--- Tu tarea ---
Escribe la continuación del texto sobre no poder ver la propia cabeza a partir de su última oración.

--- Fragmento del texto ---
Parece que ser yo es ser único, el único hombre en la tierra y seguramente la única criatura en el universo que está construida de acuerdo con este asombroso plan..., donde el resto llevan pequeños terminales redondos, claramente constantes en su forma y amueblados con pelo, ojos y boca, es para mí un ilimitado, vivo e infinitamente variado, mundo. Yo sólo tengo un cuerpo que se desvanece de tal modo que los únicos indicios que quedan por encima de mis hombros son un par de sombras transparentes lanzadas a través de todo. (Tengo el hábito de llamar a estas sombras mi nariz, pero, ¿acaso una nariz es un objeto transparente y borroso, bastante separado de una cara, que puede ser columpiado de un lado a otro casi como si fuera una trompa? Si tal cosa es una nariz, entonces yo tengo una, o un par de ellas. Si no lo es, entonces yo no tengo nariz).

El sentido común sugiere una explicación muy simple. Un hombre no puede ver la calle fuera de su propia casa a través de la ventana y, al mismo tiempo, ver su propia casa con la ventana en ella. Esta invalidez para encarar ambas visiones no significa, sin embargo, que no tenga una casa. Y precisamente del mismo modo, la razón de que no pueda encontrar mi cabeza no es que carezca de una, sino que lo que sucede es que estoy viendo hacia afuera de ella.

--- Líneas listadas ---
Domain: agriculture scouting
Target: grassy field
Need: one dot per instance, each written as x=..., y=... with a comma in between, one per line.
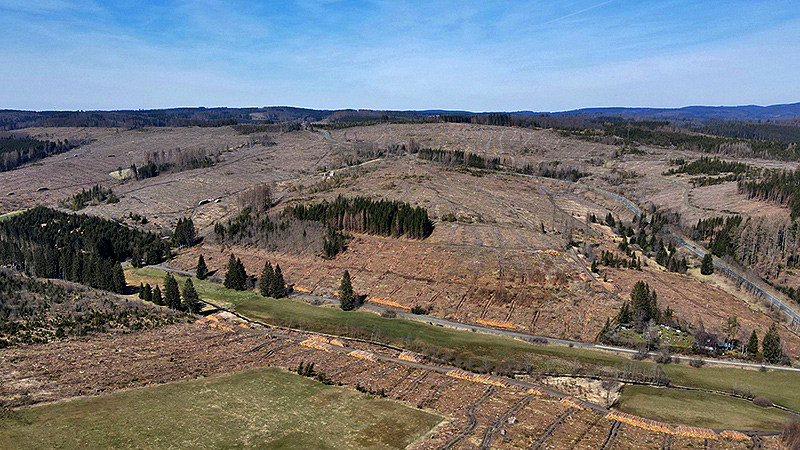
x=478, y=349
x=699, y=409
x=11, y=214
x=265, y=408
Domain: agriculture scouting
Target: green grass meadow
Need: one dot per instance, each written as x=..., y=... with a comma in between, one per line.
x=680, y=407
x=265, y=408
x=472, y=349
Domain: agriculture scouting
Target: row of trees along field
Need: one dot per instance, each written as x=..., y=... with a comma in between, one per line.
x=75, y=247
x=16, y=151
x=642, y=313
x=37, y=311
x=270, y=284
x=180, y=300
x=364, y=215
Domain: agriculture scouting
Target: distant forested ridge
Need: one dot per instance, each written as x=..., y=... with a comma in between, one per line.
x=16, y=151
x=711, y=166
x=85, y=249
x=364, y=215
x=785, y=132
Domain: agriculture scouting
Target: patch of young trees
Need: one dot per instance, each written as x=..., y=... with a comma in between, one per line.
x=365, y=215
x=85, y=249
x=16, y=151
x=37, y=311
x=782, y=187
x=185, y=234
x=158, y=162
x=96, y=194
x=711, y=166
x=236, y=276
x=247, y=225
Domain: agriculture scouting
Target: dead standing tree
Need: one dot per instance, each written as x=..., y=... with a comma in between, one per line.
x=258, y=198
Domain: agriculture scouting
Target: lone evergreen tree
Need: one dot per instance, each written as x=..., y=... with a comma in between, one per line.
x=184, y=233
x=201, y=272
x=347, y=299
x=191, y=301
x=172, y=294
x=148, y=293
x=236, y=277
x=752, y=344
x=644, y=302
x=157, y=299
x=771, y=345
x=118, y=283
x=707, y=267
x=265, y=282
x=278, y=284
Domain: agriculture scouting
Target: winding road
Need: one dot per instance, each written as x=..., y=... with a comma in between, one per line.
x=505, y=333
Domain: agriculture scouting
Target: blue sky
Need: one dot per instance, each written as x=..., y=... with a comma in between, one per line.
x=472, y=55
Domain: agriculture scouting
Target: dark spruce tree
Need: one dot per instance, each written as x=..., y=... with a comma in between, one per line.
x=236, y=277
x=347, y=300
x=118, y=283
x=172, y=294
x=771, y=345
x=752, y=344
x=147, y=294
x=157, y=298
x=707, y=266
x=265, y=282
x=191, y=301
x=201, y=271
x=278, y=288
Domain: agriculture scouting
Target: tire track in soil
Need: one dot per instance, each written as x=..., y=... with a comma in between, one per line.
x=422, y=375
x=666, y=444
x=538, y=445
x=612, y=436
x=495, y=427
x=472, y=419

...

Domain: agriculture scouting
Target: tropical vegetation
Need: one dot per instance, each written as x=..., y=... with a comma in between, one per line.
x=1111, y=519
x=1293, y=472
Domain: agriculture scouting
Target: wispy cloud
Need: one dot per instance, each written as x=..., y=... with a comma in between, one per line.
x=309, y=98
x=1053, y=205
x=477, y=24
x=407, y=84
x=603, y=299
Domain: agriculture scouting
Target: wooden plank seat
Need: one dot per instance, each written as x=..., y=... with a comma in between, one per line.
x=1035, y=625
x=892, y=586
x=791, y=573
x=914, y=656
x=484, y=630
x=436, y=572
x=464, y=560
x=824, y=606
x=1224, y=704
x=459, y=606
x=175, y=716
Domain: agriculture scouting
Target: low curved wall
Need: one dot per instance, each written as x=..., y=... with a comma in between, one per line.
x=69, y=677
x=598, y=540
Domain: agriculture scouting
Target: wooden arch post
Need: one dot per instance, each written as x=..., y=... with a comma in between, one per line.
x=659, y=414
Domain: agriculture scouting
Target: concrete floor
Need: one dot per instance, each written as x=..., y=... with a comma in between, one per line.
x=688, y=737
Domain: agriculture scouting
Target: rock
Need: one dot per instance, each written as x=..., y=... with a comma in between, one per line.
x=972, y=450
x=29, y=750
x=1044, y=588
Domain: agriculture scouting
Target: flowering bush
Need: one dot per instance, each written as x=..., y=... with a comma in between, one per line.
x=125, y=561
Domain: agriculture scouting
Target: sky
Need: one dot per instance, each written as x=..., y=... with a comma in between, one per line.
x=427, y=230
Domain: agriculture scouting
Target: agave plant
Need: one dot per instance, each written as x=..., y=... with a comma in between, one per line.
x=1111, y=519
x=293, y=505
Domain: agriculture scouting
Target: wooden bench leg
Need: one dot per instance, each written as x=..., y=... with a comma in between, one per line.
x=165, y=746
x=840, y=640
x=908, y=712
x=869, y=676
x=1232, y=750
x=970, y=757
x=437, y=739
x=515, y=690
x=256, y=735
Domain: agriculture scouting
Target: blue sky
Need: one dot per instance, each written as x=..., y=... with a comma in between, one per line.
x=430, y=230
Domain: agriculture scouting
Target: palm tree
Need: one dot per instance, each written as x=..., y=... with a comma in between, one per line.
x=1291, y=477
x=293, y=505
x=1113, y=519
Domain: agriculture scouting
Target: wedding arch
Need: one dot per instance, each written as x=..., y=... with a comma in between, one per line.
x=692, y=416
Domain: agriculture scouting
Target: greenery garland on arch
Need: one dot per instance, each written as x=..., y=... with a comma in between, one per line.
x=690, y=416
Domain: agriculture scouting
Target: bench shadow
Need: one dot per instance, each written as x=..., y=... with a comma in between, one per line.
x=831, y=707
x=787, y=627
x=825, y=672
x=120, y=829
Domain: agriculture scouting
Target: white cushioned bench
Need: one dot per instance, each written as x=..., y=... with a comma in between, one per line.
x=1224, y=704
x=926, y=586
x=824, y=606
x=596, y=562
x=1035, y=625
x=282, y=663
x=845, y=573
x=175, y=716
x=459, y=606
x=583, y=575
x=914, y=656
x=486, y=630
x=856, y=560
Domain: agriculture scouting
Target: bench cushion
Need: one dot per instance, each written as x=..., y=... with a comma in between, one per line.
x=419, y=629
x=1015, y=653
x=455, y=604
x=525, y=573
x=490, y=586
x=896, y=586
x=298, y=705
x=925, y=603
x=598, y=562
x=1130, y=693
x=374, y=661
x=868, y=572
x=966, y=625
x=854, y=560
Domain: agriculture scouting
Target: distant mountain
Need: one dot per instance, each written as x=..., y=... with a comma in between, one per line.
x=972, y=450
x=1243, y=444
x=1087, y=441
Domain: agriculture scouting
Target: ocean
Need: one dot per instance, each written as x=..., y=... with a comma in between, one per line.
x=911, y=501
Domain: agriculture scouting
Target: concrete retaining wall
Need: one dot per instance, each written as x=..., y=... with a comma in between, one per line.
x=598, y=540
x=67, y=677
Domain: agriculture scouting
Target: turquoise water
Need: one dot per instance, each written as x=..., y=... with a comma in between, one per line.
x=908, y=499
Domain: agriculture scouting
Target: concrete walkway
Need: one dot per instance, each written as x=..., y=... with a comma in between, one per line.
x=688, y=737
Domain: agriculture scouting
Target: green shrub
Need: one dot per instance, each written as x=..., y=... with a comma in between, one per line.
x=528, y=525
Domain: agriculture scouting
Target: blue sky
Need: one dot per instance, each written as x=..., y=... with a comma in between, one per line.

---

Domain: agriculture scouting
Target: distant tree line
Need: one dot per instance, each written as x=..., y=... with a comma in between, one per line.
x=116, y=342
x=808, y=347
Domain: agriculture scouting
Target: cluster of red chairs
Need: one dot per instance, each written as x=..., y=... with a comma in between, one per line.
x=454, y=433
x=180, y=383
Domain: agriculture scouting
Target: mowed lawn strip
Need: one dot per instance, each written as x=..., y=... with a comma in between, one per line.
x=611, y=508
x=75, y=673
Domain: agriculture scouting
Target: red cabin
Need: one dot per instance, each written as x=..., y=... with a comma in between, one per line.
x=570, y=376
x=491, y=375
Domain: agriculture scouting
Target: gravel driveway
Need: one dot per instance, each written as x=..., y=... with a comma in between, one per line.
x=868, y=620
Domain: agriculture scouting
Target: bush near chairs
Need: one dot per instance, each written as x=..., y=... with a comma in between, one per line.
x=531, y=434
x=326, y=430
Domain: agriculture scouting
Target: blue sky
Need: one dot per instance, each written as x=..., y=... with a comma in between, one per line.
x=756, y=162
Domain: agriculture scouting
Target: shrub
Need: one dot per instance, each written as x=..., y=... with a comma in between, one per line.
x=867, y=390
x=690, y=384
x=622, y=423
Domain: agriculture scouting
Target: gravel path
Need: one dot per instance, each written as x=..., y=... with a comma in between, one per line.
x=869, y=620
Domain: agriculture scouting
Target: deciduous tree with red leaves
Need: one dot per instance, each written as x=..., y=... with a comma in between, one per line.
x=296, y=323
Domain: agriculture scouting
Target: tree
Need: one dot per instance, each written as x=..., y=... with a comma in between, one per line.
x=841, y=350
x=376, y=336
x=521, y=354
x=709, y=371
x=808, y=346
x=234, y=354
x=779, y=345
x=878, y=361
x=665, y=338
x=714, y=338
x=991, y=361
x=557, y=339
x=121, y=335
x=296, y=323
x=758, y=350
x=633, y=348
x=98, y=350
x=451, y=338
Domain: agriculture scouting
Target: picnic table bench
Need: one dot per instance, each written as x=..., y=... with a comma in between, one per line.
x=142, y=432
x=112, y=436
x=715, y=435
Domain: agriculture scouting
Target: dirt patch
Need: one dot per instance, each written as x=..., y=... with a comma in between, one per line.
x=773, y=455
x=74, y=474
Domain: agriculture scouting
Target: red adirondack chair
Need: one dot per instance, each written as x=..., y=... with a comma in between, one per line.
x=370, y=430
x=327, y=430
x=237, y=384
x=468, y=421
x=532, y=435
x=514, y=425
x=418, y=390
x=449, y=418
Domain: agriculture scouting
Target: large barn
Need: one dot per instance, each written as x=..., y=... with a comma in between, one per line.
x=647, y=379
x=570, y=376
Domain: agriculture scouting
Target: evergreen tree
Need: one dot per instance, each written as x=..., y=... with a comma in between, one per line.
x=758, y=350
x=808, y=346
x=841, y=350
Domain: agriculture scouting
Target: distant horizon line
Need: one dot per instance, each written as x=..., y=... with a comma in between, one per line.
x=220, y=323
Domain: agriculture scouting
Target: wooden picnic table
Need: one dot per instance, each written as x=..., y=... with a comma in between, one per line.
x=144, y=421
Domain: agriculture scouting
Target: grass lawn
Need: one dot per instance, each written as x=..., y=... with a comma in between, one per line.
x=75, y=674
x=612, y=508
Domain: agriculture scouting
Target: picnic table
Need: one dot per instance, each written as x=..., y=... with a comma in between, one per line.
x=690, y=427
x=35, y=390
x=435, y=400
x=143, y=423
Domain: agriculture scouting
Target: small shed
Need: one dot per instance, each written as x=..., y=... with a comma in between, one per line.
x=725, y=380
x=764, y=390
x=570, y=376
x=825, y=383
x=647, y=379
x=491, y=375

--- Ejercicio resuelto ---
Esta explicación del sentido común, ¿es suficiente? ¿Dónde estoy yo? ¿Dónde transcurre realmente mi tiempo? ¿Habito una casa de carne y sangre y lanzo mi mirada sobre el mundo a través de aberturas en sus paredes? ¿Vivo en el interior de una bola de ocho pulgadas, disfrutando de la vista que puede ser captada a través de dos ojos de buey? Y si ello es así, ¿a qué me parezco yo, el inquilino de la bola? ¿Tengo acaso otra pequeña cabeza de mi propiedad, con otro par de ojos, y otro inquilino todavía más pequeño para escudriñar a través de ellos? ¿Y así, de esta manera, indefinidamente?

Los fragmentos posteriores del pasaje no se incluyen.